(Items from a dataset)
--- begin ---
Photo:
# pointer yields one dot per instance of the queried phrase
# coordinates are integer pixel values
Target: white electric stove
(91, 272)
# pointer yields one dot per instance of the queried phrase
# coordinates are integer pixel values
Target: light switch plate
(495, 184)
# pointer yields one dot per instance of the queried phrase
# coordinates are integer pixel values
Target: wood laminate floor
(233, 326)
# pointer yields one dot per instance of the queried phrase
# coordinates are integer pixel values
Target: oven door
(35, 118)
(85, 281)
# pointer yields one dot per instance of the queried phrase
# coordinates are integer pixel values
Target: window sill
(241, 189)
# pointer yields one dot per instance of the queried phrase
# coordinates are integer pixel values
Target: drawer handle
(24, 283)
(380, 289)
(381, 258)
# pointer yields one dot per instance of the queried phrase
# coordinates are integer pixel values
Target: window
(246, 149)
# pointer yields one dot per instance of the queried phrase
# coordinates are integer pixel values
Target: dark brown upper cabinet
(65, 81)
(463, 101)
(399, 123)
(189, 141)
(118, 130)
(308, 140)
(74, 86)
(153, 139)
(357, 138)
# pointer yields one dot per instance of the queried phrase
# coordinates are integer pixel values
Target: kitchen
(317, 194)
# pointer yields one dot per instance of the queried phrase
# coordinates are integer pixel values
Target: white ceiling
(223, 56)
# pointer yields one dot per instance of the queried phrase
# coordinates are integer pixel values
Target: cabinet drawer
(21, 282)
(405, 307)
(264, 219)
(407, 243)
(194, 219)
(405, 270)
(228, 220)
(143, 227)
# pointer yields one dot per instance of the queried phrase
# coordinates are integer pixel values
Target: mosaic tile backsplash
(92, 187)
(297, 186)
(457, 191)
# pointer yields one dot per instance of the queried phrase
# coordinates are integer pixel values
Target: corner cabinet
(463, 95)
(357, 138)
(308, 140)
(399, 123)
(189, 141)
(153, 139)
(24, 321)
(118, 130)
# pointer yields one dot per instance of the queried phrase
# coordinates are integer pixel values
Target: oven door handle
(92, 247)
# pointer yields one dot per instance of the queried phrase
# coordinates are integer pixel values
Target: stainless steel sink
--- end ---
◆ TASK GOAL: How many lines in the records above contain the word "white"? Reply with the number alone.

◆ EXPECTED ANSWER: 2